* TEXT TO READ *

# Safety with disposition...



## OPG3 (Jan 9, 2011)

Reading and replying to another thread about a router with a non-working switch, I was reminded of something that I made a practice of many years ago. If you have occasion to discard a working electric tool... PLEASE remove the power cord as much as possible. Quite a while back a neighbor put an old (yet still working) circular saw [with a junky blade] in his roadside trash. A few days later, we learned that a young male had seen it, taken it home and promptly messed-up his hand quite badly because he plugged it in to "see if it still worked". The kid was 7 or 8 years old and now 40+ years later that kid has the nickname, "Lefty"


----------



## cchowland (Aug 2, 2011)

Sounds like good advice Otis, never thought of that one.

Chris


----------



## MEBCWD (Jan 14, 2012)

Great advice! 
Please think of the waste disposal workers when disposing of any shape objects.
The blade could be removed and wrapped in several layers of news paper.
Used razor blades can be wrapped in masking tape. 
Sharp scraps of any kind should have the ends covered so they will not poke through the bag.
There are other item that should have special care upon disposal as well, just think before you throw.


----------



## reikimaster (Sep 29, 2005)

Yeah, I do things like.... when getting rid of broken glass I wrap it in newspapers and put it in a cardboard box and write "BROKEN GLASS" on the box in big, dark letters so the trash guys can see it.


----------



## jw2170 (Jan 24, 2008)

OPG3 said:


> Reading and replying to another thread about a router with a non-working switch, I was reminded of something that I made a practice of many years ago. If you have occasion to discard a working electric tool... PLEASE remove the power cord as much as possible. Quite a while back a neighbor put an old (yet still working) circular saw [with a junky blade] in his roadside trash. A few days later, we learned that a young male had seen it, taken it home and promptly messed-up his hand quite badly because he plugged it in to "see if it still worked". The kid was 7 or 8 years old and now 40+ years later that kid has the nickname, "Lefty"


Reminds me of a small bar fridge that I put out on the kerb for the council to collect.

The switch would catch fire when switched on .
I cut of the power cord and cut off the door seals - someone still took it.....


----------



## allthunbs (Jun 22, 2008)

* TASK A *
Output the passage of the forum thread on tool disposal starting at "Please think of" and ending at "in masking tape.".

* RECORDED INFORMATION *

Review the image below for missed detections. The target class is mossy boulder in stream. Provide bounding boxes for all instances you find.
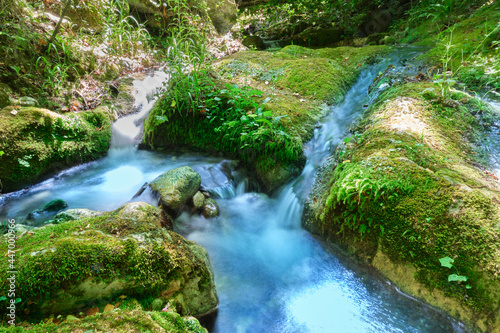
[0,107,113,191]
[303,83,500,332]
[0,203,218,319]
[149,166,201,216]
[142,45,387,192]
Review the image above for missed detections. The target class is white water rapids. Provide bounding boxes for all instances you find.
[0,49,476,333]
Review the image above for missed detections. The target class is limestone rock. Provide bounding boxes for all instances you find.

---

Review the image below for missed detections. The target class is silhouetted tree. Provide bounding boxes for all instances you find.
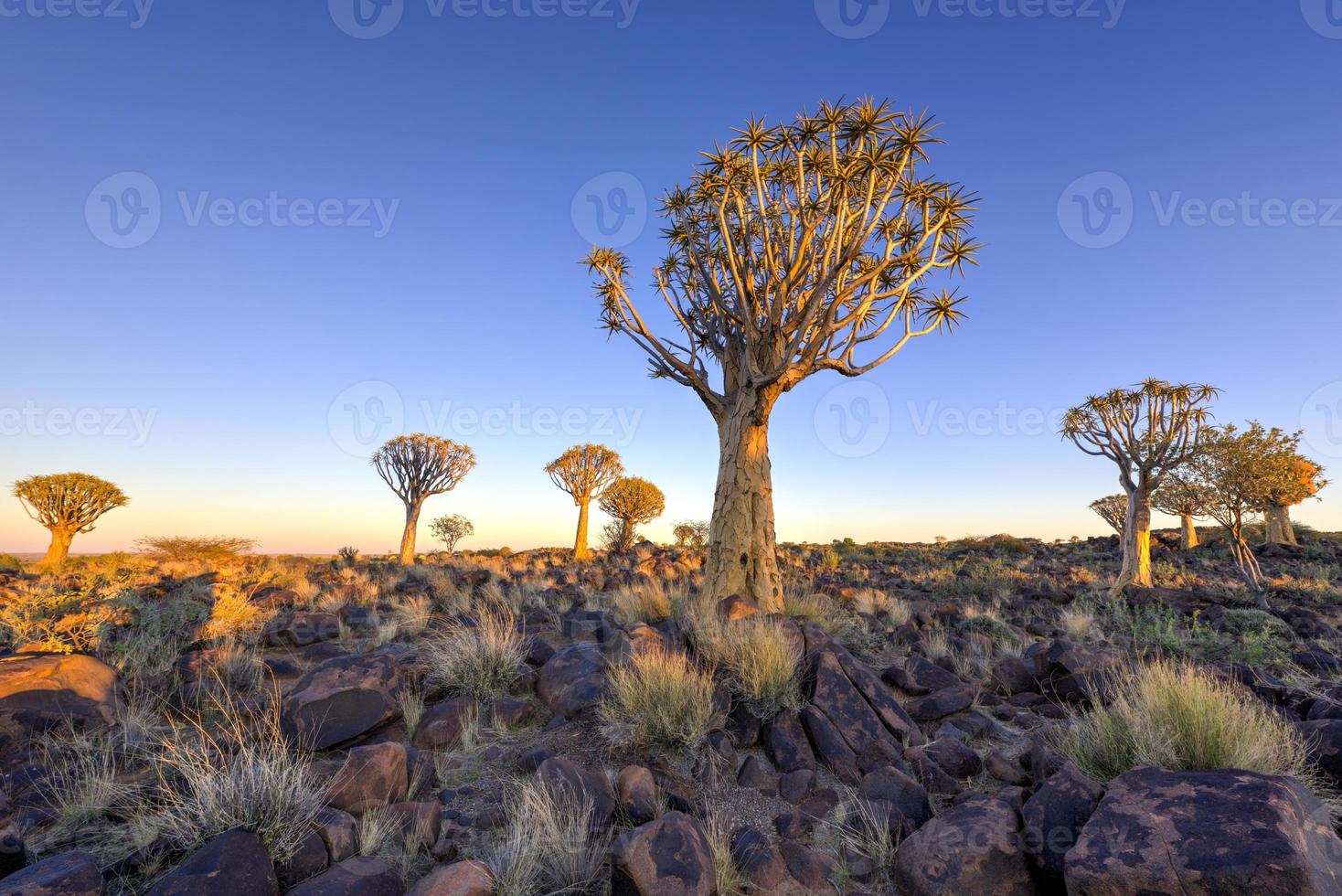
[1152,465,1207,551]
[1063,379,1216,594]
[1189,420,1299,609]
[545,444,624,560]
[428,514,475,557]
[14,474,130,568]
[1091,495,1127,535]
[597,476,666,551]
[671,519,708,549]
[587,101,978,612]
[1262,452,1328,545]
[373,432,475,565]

* * *

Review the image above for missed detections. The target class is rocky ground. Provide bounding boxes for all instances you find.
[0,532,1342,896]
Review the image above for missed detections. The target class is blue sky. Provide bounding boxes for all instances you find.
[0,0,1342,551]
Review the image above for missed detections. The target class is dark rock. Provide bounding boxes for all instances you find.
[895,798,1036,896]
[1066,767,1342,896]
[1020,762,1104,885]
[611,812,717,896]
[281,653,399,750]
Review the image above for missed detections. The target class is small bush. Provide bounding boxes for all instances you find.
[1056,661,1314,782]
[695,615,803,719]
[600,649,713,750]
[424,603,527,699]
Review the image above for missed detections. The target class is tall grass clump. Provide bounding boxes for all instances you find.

* TASK B *
Give the rows starting at the line that contains "class is mossy" and ending at the line that contains "[142,45,387,192]", both included, as a numbered list. Leave out blank lines and the pictures.

* EXERCISE OUTPUT A *
Please think of the waste disposal workers when disposing of any shape objects.
The blade could be removed and wrapped in several layers of news paper.
Used razor blades can be wrapped in masking tape.

* EXERCISE OUTPUT B *
1. Review the image below for missed detections. The target class is mossy boulder in stream. Provide bounding boxes for all instances you find.
2. [0,107,113,191]
3. [303,83,500,332]
4. [0,203,218,319]
5. [149,166,201,216]
6. [142,45,387,192]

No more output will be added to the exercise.